### REQUIREMENT
Every line from the one containing "point: stone retaining" to the one containing "Target: stone retaining wall" in the records below, both included, must be set down exactly, and no other line.

(Beginning of DATA SHOWN)

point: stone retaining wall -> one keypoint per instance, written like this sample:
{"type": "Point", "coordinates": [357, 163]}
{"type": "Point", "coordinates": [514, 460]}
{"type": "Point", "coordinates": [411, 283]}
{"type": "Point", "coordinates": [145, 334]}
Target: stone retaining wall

(End of DATA SHOWN)
(Beginning of DATA SHOWN)

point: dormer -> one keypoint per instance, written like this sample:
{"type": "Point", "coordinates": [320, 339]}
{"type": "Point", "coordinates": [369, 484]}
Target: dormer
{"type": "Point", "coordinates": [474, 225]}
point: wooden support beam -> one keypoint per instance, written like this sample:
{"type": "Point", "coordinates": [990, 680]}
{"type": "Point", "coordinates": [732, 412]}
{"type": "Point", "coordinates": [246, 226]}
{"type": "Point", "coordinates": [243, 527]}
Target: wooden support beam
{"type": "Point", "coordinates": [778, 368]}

(End of DATA SHOWN)

### ANSWER BELOW
point: stone retaining wall -> one keypoint per instance, written like this sample:
{"type": "Point", "coordinates": [357, 163]}
{"type": "Point", "coordinates": [514, 460]}
{"type": "Point", "coordinates": [411, 283]}
{"type": "Point", "coordinates": [145, 334]}
Target: stone retaining wall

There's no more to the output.